§ RECORD EXTRACTS:
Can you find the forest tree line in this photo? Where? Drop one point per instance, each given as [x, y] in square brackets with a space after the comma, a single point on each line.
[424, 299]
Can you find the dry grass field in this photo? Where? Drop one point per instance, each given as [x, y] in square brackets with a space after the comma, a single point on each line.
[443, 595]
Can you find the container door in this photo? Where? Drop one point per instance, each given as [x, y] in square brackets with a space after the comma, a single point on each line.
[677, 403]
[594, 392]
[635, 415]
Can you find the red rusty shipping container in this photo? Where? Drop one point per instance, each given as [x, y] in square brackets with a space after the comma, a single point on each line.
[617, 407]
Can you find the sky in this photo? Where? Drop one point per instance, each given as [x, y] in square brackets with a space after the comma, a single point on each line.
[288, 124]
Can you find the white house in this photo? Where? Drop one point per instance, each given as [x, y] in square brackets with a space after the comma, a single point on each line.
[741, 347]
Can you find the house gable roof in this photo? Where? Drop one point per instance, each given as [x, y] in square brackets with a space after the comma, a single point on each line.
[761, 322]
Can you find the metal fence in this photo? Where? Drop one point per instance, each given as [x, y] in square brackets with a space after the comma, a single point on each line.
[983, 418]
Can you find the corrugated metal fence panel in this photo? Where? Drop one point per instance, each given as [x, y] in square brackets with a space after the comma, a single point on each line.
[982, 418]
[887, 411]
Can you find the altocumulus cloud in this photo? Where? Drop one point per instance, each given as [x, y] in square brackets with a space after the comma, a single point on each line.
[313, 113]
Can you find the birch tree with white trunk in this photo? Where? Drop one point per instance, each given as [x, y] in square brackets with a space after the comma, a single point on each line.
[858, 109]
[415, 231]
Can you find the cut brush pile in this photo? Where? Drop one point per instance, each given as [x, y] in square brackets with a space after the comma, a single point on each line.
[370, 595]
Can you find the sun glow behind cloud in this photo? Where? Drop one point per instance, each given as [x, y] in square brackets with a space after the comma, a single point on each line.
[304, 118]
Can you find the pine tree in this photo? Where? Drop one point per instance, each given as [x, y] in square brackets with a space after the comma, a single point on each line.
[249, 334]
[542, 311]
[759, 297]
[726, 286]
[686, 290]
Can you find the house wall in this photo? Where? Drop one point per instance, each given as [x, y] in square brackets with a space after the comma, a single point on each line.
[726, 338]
==
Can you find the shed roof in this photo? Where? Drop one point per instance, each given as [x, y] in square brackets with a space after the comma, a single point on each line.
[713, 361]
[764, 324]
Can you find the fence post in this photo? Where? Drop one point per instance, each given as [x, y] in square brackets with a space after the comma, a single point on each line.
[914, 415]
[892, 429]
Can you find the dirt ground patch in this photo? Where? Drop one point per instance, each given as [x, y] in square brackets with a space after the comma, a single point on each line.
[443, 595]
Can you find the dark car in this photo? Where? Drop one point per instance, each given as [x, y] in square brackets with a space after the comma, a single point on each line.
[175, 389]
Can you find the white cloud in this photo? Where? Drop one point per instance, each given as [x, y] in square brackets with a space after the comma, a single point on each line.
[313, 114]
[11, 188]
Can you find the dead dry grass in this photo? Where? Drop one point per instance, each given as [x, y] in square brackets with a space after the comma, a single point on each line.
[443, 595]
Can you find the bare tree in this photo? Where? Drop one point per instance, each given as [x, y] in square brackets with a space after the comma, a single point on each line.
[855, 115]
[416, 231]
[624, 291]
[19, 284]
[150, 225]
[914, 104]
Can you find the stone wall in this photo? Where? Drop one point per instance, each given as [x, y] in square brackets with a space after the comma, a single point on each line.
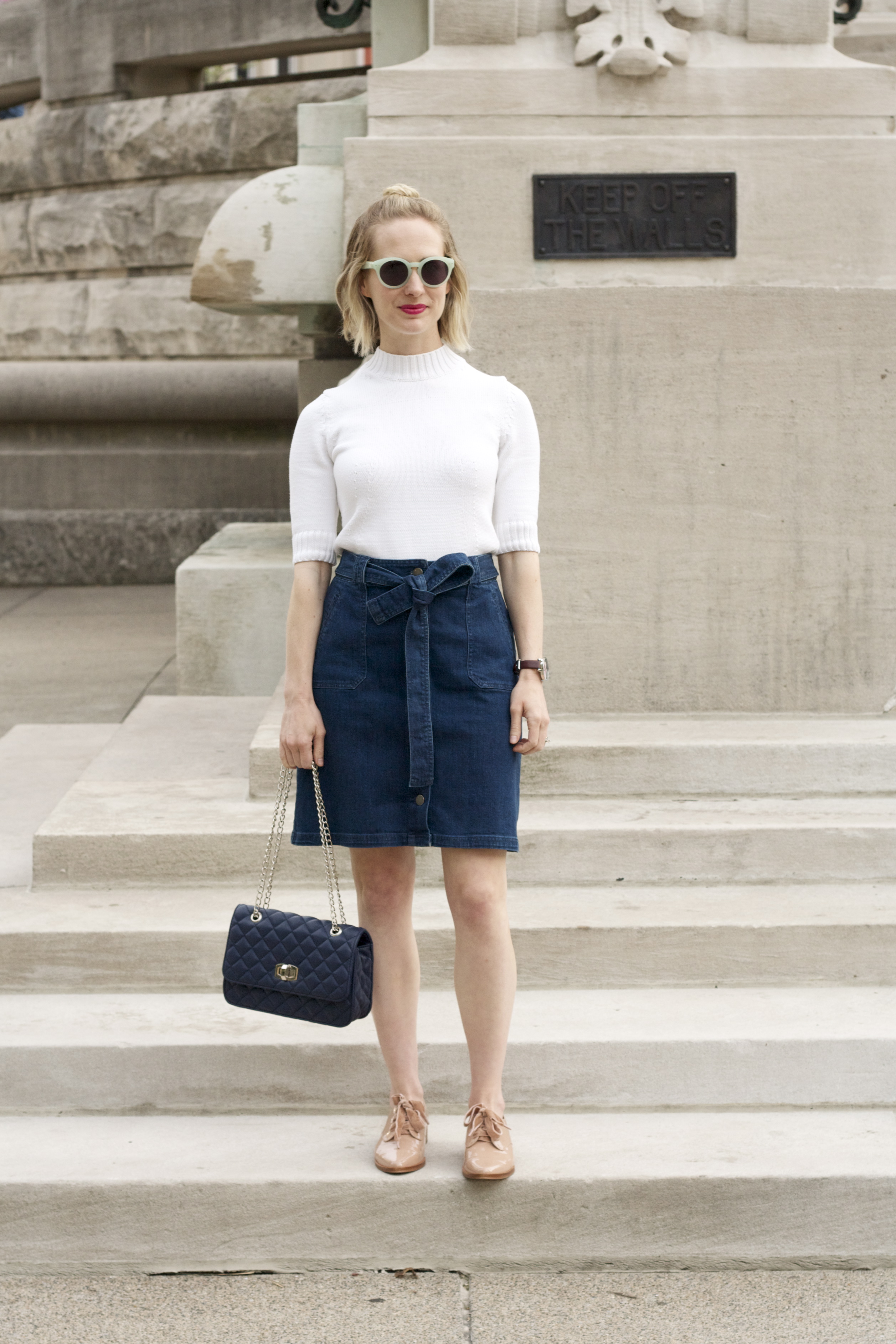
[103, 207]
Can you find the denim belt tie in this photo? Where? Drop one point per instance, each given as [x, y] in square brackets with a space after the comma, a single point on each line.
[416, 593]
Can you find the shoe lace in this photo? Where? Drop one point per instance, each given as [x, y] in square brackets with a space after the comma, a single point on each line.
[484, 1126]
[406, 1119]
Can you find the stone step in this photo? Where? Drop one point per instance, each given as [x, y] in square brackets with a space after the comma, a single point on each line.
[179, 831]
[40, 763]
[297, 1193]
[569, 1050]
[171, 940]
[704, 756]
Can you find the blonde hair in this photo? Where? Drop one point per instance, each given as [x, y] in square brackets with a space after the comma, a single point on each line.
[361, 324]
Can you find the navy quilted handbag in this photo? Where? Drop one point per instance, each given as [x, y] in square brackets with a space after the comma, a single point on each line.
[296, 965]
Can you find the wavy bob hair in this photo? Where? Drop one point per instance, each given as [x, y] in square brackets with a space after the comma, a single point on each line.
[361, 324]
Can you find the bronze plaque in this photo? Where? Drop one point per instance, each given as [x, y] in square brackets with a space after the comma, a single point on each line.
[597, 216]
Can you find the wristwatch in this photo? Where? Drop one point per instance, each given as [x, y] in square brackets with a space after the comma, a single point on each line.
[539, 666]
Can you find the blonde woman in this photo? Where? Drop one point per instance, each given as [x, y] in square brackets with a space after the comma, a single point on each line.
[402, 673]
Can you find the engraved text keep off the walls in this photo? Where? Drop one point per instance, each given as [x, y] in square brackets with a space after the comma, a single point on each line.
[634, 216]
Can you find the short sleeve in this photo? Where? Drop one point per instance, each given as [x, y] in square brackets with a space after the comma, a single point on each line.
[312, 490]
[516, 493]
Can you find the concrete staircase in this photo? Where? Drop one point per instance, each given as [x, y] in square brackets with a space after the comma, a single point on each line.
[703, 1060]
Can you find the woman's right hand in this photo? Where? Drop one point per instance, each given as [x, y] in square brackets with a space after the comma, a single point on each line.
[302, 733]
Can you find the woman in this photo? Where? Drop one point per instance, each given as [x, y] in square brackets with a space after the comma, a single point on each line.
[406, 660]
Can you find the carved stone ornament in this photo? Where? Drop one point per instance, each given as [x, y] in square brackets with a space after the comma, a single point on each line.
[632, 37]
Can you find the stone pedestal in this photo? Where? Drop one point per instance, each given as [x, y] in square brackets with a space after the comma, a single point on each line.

§ WHAT IS NEEDED:
Using the records above, copy word for word the line with "Can you find the carved", the line with "Can you find the stone pedestal", and every line between them.

§ TASK OUTPUT:
Can you find the carved stone ornament in this photo? Where? Drop one point per instance, each given as [x, y] in square brackets with a space after the comma, a single point on each line.
[632, 37]
Can you find the stone pedestal in this photo? Where? Drop one point per instance, each given as [x, y] in square brackets with a space after the comma, a single point on each line.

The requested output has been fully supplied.